Using the passage on creativity and focus, answer:
(a) Which book is called a solid choice?
(b) How many research-backed ways to improve creativity and focus does the passage present?
(c) According to the passage, what three things happen when people work in an open environment?

Document passage.

= = = = =

Research should be at the foundation of determining the best courses of action. Take creativity and focus as an example. If you are struggling with either, chances are you have Googled ideas, asked a mentor, or picked up a book or two (Indistractable is a solid choice). Whichever route you go will be heavily biased and incomplete.

Instead, start with the research. From there, you can funnel the best approach for you by considering your circumstances, resources, experiences, and the recommendations of others.

What follows are four research-backed ways to improve creativity and focus. There is no universal, best way to apply any of them. I am only providing a broad framework. It is up to you to fill in the details.

#1 — Isolate yourself

Open offices don't work. Productivity tanks, interruptions rise, and exhaustion builds more rapidly when operating in an open environment. Furthermore, the increased noise level and lack of privacy distract, preventing one from completing deep work.

As any content developer knows, deep, focused work is necessary for creativity.

= = = = =

Data.
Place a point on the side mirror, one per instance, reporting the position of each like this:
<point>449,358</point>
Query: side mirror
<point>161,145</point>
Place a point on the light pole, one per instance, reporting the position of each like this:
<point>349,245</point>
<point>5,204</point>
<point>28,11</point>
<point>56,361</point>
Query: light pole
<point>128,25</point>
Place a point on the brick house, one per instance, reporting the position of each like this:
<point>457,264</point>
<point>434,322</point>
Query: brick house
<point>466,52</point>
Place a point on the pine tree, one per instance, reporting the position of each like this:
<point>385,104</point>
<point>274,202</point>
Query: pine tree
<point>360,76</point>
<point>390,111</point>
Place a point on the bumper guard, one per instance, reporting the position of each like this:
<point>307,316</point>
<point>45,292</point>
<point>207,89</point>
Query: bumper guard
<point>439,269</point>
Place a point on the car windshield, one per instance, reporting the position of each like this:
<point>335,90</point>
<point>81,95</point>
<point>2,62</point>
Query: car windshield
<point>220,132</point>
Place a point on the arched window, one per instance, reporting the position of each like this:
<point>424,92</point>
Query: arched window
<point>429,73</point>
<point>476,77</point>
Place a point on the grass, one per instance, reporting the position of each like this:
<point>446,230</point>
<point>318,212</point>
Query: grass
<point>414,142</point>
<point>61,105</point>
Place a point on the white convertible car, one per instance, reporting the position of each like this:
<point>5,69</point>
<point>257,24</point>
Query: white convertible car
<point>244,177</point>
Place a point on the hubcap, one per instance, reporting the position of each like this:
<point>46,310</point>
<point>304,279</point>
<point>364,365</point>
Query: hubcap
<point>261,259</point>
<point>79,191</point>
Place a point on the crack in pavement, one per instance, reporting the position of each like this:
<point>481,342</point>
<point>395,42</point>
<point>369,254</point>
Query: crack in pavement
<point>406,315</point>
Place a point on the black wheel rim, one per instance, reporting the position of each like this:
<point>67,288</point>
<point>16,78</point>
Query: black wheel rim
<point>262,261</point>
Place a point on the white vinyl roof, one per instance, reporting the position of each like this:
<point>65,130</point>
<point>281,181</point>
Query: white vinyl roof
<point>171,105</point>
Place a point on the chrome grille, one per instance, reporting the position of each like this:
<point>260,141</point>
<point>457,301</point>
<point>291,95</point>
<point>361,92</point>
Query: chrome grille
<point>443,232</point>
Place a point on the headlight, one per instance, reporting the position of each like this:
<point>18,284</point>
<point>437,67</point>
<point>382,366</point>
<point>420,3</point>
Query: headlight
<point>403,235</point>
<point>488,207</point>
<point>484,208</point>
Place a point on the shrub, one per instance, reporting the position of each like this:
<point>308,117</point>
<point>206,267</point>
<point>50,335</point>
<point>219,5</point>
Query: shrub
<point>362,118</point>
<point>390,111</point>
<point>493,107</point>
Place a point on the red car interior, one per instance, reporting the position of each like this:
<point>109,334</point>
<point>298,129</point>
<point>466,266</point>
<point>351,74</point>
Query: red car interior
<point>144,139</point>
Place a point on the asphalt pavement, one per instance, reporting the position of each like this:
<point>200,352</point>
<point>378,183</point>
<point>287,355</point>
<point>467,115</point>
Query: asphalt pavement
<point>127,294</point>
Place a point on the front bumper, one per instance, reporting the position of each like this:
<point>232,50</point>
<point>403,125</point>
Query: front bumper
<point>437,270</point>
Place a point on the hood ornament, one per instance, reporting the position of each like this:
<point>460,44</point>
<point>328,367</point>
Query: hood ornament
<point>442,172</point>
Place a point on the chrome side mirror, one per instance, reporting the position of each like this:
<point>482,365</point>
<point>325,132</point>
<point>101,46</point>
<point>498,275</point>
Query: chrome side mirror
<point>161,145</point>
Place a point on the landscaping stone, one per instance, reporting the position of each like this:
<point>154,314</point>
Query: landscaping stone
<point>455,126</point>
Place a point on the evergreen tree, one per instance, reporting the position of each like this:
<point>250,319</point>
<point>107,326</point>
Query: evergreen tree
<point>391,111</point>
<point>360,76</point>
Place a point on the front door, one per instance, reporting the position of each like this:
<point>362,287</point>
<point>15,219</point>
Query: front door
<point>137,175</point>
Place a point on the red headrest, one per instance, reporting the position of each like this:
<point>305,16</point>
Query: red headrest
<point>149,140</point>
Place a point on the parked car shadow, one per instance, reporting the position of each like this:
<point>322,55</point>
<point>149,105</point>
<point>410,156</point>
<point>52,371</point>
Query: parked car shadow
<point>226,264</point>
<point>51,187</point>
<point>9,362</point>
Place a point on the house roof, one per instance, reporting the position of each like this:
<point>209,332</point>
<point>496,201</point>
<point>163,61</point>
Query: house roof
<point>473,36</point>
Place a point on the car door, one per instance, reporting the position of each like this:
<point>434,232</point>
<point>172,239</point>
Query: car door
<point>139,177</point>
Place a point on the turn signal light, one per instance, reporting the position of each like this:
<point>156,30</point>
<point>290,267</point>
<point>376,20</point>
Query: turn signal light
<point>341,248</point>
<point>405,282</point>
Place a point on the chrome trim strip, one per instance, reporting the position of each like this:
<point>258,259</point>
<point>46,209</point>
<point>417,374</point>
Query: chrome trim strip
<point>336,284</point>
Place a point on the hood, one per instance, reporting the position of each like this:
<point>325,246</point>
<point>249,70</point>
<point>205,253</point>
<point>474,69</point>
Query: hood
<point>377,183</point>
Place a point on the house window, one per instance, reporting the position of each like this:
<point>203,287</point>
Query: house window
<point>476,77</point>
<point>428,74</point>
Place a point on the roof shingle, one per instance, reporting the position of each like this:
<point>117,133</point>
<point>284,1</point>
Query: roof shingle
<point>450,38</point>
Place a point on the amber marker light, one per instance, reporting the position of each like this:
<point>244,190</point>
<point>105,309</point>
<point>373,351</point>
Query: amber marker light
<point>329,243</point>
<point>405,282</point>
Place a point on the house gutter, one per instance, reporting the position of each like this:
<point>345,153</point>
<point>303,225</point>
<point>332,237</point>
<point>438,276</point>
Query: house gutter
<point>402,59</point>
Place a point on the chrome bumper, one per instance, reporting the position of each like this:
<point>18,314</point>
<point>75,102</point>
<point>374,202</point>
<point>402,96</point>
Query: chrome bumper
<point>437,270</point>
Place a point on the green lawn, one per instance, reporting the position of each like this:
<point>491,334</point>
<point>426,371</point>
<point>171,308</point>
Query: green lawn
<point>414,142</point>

= = = = =

Solution for this task.
(a) Indistractable
(b) Four
(c) Productivity tanks, interruptions rise, and exhaustion builds more rapidly.